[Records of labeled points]

BEGIN

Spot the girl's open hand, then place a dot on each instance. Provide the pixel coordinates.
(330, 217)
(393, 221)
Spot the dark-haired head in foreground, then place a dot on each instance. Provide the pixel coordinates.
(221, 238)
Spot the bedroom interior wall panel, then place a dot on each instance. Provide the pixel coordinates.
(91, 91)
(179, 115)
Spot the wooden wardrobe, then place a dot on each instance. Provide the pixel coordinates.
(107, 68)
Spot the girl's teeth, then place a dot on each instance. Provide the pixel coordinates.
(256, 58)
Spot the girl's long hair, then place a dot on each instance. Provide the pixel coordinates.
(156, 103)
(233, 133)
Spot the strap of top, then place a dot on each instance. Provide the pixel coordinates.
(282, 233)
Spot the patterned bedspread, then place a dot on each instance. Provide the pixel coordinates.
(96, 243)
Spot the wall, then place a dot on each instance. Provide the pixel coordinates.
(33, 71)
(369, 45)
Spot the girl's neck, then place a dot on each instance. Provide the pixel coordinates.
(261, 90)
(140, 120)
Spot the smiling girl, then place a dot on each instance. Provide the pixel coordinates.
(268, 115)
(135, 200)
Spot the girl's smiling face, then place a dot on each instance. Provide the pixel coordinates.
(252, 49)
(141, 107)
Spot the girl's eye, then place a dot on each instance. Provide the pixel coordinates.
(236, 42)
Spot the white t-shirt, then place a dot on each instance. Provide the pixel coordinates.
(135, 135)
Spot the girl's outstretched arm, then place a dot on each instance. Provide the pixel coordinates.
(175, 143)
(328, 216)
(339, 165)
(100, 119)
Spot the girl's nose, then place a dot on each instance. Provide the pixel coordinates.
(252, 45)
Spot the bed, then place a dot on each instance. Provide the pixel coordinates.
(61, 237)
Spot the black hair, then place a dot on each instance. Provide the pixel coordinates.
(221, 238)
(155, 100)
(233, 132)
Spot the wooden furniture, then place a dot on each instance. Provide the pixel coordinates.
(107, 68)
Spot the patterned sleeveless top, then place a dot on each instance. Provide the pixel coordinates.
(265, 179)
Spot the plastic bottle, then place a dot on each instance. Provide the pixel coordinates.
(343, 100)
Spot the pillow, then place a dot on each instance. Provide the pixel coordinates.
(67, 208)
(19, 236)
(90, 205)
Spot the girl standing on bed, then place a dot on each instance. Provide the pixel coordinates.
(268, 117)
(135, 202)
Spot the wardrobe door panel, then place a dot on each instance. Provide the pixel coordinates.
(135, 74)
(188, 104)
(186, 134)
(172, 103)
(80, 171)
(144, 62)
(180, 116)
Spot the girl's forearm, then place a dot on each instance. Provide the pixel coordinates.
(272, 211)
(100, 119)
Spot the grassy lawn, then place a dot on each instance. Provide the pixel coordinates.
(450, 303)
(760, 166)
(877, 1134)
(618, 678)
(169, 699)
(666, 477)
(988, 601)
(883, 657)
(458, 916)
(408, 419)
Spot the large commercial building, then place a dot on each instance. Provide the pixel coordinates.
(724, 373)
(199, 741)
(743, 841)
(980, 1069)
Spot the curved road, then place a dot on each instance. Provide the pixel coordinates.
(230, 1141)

END

● WHAT YOU WILL DO: Restate every record exactly, leaving nothing out.

● RESPONSE TO THIS EXERCISE:
Spot the girl's open hand, then place a dot on each instance. Provide the pixel coordinates.
(330, 217)
(393, 221)
Spot the dark-haired head in foreground, then place a dot on each instance. Provide the pixel coordinates.
(221, 238)
Spot the bedroom interior wall panel, then place a dot on each instance. Provide the pixel coordinates.
(91, 91)
(179, 115)
Spot the wooden wardrobe, then place a dot on each instance. Provide the pixel coordinates.
(107, 68)
Spot the girl's teeth, then place a dot on each instance. Provide the pixel coordinates.
(256, 58)
Spot the girl's long hair, then place a dot on each instance. Provide the pixel coordinates.
(156, 103)
(233, 133)
Spot the strap of top, then place a dot on each instance. Provide the pixel coordinates.
(282, 233)
Spot the patterned bedspread, then place a dot on each instance. Provide the pixel coordinates.
(96, 243)
Spot the wall, then place a dot on each instance. Provide the pixel coordinates.
(33, 71)
(369, 45)
Spot the girl's neck, then place a dot on each instance. Provide the pixel coordinates.
(261, 90)
(140, 120)
Spot the smiling girl, then place a dot on each instance. Provide the pixel coordinates.
(268, 115)
(135, 200)
Spot the girl's smiling face, then place a dot on each instance. Provide the pixel coordinates.
(252, 49)
(141, 107)
Spot the girl's eye, then place a dot on each instance. Provide the pixel coordinates.
(236, 42)
Spot the white t-shirt, then place a dot on each instance. Provide the pixel coordinates.
(135, 135)
Spot the girl's outstretched arm, then place a dot on each instance. Provide the pixel coordinates.
(175, 143)
(328, 216)
(339, 165)
(100, 119)
Spot the girl's nose, then place a dot on each instance. Provide the pixel coordinates.
(252, 45)
Spot the bed, then place a dot on each instance. Provide the pixel coordinates.
(61, 237)
Spot the black hair, then place a dot on each instance. Provide the pixel coordinates.
(221, 238)
(155, 100)
(233, 132)
Spot the wooden furniture, then place a dot on each instance. Provide the pixel coordinates.
(107, 68)
Spot the patterned sleeveless top, then place a dot on each instance. Provide the pixel coordinates.
(265, 179)
Spot the plastic bottle, then place a dot on each instance. Provide the pixel coordinates.
(343, 100)
Spot the pillow, then place a dot on each instance. Provide the pixel coordinates.
(67, 208)
(19, 236)
(90, 205)
Spot the girl standing on bed, then place a dot on each instance. Provide the pixel coordinates.
(268, 117)
(135, 202)
Spot the wardrobe door panel, then place a dot on each instance. Provide the pixel coordinates.
(135, 74)
(188, 104)
(186, 134)
(172, 103)
(80, 171)
(144, 62)
(180, 116)
Spot the girl's forearm, then place a dot on each instance. Provide the pixel coordinates.
(272, 211)
(100, 119)
Spot the grassy lawn, then place a dot on each instance. Provide the pixel coordinates.
(450, 303)
(760, 166)
(877, 1134)
(618, 678)
(169, 699)
(666, 477)
(988, 601)
(883, 657)
(458, 916)
(408, 419)
Spot the large commercial building, then place a dot on each instance. Provide the pixel coordinates.
(724, 373)
(199, 741)
(743, 841)
(980, 1069)
Spot the curved road, then place a dot on each instance. Provide the pixel coordinates.
(230, 1141)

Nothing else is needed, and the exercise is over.